### [Task objective]
Rewrite the lines of the data starting at the line that contains "The component shall return one point per instance of the metal" and ending at the last line of the data, keeping the request line as it is. Multiply every coordinate in the answers by 1.05 and round each result to a whole number, with halves rounded up.

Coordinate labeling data
_ _ _

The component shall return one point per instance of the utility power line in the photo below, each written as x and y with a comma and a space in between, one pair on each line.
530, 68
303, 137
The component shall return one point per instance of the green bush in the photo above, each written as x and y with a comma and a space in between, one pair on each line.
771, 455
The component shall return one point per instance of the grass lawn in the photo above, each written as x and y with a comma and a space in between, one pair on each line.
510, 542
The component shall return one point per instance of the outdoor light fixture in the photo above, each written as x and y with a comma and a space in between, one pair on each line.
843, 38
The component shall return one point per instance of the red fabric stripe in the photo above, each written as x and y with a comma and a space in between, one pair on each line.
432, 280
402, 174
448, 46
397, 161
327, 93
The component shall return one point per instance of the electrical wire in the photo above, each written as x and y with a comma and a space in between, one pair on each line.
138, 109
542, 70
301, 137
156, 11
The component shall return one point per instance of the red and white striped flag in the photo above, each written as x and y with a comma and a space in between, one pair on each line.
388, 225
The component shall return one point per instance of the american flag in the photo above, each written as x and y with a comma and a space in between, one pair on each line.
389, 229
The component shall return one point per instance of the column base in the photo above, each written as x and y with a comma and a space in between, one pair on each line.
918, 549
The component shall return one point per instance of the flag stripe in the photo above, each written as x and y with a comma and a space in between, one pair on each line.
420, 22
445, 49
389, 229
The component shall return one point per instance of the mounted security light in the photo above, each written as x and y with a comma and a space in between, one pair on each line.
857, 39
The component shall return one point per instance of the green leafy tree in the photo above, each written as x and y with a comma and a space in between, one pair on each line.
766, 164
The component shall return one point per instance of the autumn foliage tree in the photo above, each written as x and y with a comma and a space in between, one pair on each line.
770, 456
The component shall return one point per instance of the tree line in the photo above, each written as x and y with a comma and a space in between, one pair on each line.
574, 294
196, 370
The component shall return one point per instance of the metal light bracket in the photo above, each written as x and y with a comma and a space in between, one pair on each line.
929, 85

_ _ _

### [Result of this task]
The component shall return one point per instance of the metal light bracket in the photo above, each written as x and y with a comma and a space in between, one pair on each line.
975, 89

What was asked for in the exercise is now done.